### [YOUR TASK]
Pick out each line in the items below that contains the string "wall" and copy it. Uppercase and lowercase count as different.
>>>>>
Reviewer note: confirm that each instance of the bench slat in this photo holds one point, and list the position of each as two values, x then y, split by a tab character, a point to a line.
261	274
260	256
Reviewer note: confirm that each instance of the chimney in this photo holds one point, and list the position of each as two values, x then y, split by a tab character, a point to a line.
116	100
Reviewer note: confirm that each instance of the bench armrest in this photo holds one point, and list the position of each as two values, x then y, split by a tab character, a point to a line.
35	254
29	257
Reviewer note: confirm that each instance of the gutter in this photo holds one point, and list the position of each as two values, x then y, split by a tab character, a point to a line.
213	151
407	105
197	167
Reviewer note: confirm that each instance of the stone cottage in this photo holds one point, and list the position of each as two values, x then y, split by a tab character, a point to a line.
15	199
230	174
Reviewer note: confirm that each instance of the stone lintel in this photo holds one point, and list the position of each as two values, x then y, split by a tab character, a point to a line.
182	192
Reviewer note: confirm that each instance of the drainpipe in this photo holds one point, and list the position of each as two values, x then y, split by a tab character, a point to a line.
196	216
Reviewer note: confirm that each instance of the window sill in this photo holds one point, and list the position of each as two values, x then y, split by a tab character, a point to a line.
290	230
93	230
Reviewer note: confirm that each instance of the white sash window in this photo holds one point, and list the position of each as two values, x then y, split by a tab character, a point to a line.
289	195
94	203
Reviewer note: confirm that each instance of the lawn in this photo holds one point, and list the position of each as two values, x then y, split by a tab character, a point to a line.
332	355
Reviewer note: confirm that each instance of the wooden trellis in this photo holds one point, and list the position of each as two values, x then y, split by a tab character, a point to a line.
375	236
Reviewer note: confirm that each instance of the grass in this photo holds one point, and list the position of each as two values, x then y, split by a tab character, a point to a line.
<<<<<
>>>>>
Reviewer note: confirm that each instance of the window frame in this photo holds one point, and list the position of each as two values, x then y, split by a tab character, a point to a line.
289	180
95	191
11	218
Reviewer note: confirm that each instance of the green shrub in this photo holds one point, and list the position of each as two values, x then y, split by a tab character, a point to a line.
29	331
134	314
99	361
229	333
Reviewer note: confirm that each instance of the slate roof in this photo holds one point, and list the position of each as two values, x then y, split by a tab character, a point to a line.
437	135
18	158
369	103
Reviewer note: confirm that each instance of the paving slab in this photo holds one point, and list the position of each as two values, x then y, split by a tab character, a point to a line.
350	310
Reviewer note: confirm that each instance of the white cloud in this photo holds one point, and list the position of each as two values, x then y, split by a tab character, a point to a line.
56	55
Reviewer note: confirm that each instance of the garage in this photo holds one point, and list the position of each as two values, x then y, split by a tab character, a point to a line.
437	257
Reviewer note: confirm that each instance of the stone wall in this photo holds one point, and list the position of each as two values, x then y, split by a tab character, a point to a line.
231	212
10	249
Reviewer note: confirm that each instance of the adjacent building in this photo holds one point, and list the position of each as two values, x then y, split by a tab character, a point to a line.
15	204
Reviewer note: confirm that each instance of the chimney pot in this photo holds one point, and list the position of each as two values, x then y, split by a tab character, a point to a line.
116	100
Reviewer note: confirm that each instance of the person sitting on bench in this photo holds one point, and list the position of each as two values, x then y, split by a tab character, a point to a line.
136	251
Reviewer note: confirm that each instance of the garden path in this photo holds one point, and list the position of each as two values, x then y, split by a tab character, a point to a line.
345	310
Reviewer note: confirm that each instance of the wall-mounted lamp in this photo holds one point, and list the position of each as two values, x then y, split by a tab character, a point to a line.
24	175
<<<<<
>>>>>
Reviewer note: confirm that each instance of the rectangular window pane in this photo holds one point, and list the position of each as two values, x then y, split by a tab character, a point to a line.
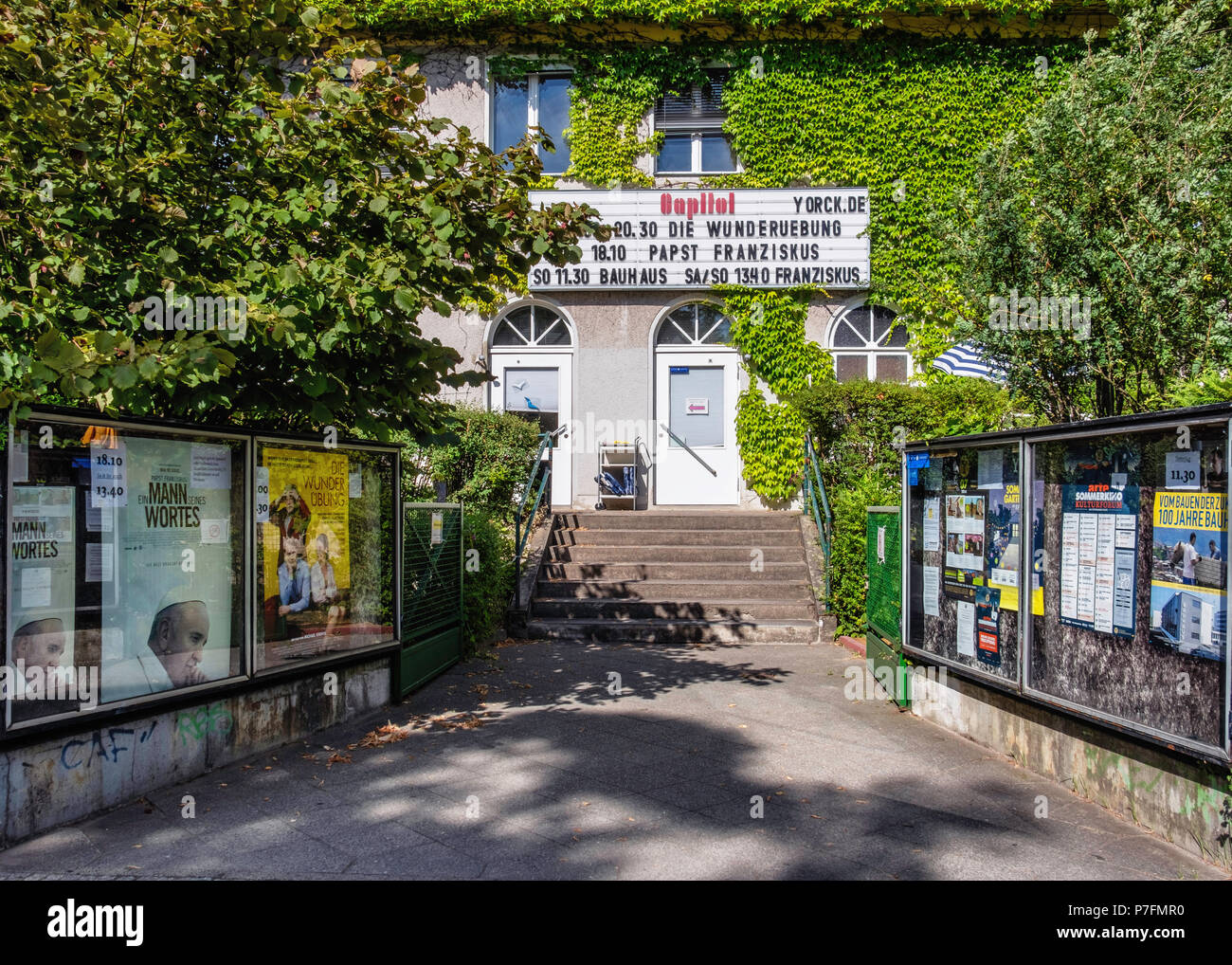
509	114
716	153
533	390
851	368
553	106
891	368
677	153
<<<<<
### [EXERCISE ANSWER]
Reviewer note: confirm that each instance of the stone wall in this photo holds one point, and list the position of each as two values, x then y, split by a tab character, a point to a line.
Reviewer note: confirm that each instance of the wall-mounted lamp in this photo holds one point, and list the position of each as two values, x then y, split by a tab character, a point to a line.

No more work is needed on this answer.